> Set task a: Pick out every line of the records that contains the string "like", and copy each such line in full.

> Provided text:
I have this one clicky and LOVE it!! It was the smallest one that home depot had when I went (besides the bucket mounted one). Hay gets stuck in the hose every so often, but I have a solution for that. Put the hose on the side that is a blower and turn the vac on. It unclogs itself in under 5 seconds. It has a decent lenght cord. I use it as a regular vacume because my hair will clog ANY regular vac in under 20 minutes. I do not have the hard plastic things that Jennifer is talking about though.


----------



## Imbrium (Jan 9, 2013)

I actually have that one as well (was looking for something smaller for the bunny area) and really don't like it. the hose is so narrow that hay gets stuck in it easily if I suck up medium-sized pieces. the RIDGID one I recommended is the same price but has a significantly wider hose and *twice* the horsepower (I have no earthly idea why the heck I didn't buy that one, it might've been out of stock when I got the little one - silly me, I didn't look at all the options online first).


----------



## ldoerr (Jan 10, 2013)

I like it. When hay get stuck at the opening I just pull it off and set the hay asside. I empty it every few weeks. If it gets cloged put it on the blow side and that will clear up the clog in no time. I actually just order some parts for it (hose extensions so that I can use it to vacume my floors without being on hands and knees).


----------



## rosey442 (Jan 16, 2013)

I only have one bunny and her cage is in my living room. But, my how that hay gets tracked everywhere! lol
I have a small 1.5 gal. wet/dry shop vac that I got from Wal-Mart online. It was cheap, $20, and does the job. Plus it can be hung up on the wall for storage.
Just another idea for you. :happybunny:


----------

> Set task b: In the forum thread, what did the small 1.5-gallon wet/dry shop vac bought from Wal-Mart online cost?

> Given records:
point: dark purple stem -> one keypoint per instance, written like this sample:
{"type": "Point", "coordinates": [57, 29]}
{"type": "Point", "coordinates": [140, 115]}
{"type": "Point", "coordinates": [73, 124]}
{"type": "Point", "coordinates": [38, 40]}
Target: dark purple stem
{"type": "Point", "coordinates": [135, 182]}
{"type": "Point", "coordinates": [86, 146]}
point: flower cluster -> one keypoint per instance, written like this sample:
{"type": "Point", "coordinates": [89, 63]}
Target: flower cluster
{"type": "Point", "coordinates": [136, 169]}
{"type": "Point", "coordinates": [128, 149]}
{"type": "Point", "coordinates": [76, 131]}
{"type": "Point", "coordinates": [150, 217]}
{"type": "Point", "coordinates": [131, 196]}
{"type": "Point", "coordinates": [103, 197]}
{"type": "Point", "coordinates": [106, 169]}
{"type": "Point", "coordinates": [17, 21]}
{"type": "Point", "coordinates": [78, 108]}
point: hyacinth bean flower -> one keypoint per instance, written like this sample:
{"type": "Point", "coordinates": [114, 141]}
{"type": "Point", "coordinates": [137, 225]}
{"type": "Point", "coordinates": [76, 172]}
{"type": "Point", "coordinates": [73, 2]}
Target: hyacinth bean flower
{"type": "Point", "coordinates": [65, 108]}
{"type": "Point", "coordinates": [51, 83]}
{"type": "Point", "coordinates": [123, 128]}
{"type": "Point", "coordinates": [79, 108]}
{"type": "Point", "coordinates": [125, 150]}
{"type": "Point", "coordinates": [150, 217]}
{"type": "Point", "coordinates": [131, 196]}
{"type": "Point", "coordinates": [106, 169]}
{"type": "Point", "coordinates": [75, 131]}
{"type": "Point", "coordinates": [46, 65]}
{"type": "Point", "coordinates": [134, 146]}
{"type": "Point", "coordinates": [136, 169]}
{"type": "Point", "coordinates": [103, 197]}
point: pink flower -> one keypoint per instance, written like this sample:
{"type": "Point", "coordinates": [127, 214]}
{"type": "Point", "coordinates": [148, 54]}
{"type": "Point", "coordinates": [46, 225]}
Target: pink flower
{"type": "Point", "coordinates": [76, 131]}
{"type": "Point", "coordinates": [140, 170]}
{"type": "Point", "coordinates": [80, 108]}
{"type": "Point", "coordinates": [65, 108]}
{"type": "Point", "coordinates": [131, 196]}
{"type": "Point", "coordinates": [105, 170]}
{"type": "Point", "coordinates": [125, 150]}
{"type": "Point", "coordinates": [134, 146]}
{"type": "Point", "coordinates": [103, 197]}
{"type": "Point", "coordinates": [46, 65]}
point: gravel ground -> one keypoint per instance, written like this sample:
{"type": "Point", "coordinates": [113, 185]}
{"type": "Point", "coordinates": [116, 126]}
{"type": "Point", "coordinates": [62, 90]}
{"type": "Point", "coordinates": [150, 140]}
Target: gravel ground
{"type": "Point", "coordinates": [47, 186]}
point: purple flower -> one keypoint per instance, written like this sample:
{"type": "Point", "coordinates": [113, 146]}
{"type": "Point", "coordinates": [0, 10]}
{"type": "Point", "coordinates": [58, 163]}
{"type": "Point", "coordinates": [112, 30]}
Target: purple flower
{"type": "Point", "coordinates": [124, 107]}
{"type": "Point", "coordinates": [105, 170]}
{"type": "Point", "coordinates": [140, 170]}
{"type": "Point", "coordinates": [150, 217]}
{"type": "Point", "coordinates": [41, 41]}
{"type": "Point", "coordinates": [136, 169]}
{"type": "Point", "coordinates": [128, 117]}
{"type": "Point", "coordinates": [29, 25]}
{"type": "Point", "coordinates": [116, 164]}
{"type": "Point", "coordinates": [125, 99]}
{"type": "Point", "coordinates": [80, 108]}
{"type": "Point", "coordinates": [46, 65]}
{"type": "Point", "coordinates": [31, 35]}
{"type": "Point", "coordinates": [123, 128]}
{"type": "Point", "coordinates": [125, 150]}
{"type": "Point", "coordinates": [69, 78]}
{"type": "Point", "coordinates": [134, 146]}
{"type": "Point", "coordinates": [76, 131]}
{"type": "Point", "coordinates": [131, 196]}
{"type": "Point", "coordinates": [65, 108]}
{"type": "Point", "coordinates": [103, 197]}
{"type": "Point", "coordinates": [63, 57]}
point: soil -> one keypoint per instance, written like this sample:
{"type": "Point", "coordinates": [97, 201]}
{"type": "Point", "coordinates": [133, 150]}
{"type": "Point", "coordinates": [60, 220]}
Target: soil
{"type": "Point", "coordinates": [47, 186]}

> Complete answer a:
point: dark purple stem -> one keypoint per instance, written like this sample:
point: flower cluster -> one keypoint per instance, written like this sample:
point: hyacinth bean flower -> one keypoint per instance, written like this sample:
point: pink flower -> one keypoint per instance, written like this sample:
point: gravel ground -> one keypoint per instance, written like this sample:
point: purple flower -> one keypoint per instance, written like this sample:
point: soil -> one keypoint per instance, written like this sample:

> Complete answer b: It cost $20.